Report each line of the data below that contains the word "rock". Case matters.
━━━
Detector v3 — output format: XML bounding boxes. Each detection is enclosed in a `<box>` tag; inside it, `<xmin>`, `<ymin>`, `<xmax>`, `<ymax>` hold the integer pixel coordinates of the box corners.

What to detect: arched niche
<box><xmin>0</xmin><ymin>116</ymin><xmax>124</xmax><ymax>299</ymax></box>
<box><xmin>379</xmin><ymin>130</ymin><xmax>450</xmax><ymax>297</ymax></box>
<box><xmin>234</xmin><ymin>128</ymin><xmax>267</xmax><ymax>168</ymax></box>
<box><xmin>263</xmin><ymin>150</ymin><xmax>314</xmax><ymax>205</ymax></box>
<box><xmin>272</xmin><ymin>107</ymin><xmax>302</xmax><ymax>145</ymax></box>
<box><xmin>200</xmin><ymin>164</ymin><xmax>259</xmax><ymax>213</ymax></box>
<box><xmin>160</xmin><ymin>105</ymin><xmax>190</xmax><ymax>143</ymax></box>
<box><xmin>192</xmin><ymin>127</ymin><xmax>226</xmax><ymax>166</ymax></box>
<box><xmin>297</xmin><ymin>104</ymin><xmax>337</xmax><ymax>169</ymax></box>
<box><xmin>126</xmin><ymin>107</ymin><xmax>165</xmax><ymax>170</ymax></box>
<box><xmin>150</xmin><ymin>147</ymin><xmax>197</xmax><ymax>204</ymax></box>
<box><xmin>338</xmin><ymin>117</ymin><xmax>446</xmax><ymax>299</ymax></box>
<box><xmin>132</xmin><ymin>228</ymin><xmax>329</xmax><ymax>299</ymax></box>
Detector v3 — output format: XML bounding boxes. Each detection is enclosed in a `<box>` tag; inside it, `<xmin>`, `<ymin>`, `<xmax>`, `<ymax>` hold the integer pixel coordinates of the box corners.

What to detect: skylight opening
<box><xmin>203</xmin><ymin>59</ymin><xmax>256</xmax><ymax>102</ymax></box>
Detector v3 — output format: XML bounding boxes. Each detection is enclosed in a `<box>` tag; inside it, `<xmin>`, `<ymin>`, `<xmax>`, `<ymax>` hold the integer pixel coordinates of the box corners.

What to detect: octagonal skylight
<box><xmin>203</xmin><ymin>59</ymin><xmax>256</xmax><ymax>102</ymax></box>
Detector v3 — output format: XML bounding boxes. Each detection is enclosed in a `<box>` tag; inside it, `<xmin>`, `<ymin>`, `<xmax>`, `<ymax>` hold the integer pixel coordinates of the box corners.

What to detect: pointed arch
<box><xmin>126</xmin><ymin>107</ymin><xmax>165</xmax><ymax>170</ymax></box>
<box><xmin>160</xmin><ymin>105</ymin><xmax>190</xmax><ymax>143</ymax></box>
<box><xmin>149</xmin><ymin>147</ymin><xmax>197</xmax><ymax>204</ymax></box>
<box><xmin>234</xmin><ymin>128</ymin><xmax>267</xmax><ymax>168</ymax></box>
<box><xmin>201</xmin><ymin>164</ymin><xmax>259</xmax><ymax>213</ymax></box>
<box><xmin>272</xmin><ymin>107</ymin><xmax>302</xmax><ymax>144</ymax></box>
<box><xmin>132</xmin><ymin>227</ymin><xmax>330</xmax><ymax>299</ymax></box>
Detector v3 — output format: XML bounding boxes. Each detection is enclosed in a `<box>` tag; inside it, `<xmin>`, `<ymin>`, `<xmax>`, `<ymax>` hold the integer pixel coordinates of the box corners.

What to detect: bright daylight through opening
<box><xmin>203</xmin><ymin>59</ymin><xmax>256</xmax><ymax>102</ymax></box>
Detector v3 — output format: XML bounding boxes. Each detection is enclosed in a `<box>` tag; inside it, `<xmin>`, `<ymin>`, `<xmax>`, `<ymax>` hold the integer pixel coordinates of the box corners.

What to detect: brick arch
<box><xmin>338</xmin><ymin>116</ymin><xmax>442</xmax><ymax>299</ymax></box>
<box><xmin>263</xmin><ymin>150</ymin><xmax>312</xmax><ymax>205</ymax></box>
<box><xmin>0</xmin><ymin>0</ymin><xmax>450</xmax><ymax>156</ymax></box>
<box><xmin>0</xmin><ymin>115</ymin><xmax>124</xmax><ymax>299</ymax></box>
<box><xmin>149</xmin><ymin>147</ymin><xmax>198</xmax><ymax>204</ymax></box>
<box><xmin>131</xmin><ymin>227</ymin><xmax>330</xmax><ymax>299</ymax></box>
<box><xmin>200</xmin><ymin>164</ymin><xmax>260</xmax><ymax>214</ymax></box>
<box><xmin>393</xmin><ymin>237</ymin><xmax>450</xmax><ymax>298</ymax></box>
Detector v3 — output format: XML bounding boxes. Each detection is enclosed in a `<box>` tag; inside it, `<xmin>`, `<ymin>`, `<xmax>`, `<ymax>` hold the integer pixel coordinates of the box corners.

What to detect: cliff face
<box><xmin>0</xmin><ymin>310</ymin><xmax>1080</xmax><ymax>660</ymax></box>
━━━
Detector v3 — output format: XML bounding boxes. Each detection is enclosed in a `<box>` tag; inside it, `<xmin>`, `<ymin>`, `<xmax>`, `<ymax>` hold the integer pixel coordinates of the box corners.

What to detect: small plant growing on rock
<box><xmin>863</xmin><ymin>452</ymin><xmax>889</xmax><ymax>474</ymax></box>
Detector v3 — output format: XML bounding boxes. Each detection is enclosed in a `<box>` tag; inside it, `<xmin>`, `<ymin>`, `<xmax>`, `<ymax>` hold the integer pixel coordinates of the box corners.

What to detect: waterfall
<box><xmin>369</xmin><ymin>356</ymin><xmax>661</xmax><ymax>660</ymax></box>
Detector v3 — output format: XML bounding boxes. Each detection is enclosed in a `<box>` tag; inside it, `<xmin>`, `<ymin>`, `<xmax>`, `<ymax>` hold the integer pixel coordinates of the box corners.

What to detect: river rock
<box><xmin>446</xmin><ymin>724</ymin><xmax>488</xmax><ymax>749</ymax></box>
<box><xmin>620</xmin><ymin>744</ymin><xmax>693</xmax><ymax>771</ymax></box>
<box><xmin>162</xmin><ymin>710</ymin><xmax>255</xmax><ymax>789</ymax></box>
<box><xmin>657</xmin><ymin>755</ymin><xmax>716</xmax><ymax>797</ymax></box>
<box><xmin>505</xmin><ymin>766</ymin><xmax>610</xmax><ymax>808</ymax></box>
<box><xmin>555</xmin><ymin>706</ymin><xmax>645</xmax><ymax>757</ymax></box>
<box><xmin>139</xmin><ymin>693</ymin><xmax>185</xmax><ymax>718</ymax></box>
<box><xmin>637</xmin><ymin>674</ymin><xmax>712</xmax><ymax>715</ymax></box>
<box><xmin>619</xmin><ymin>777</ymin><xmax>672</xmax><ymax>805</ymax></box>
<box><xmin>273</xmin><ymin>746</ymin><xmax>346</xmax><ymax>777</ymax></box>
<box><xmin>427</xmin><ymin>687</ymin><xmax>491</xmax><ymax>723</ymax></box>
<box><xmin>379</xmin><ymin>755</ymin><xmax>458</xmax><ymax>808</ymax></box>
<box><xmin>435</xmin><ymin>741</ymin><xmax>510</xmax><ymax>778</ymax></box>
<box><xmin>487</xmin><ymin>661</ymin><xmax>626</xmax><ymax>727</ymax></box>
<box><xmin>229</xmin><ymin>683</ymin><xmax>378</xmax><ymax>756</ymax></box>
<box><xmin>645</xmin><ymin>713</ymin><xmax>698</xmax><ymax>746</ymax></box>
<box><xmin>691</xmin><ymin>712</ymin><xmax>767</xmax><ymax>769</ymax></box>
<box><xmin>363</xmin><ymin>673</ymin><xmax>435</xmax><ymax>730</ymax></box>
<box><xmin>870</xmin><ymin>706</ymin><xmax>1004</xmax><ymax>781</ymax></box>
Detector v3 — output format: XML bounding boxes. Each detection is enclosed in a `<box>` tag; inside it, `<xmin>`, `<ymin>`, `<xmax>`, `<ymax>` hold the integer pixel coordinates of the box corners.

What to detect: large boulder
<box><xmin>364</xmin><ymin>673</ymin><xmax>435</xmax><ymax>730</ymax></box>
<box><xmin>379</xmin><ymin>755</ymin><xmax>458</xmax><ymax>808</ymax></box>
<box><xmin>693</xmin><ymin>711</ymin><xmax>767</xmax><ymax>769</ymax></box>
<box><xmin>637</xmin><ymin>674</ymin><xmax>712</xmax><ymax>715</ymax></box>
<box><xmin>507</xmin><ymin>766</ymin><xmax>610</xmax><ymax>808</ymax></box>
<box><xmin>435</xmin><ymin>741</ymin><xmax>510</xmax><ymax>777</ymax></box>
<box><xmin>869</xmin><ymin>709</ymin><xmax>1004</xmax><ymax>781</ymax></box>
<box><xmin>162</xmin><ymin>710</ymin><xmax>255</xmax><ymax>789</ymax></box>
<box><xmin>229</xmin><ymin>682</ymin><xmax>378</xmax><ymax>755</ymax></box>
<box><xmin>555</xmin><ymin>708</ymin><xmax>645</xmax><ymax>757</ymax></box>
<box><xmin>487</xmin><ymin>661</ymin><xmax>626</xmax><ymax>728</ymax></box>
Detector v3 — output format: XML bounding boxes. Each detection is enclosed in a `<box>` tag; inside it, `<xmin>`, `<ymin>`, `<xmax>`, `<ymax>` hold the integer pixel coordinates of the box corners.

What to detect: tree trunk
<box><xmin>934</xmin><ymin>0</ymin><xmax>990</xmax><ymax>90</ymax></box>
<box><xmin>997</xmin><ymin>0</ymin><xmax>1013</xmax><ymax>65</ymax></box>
━━━
Solution for this exercise:
What to detect: small plant growing on rock
What to detect: river rock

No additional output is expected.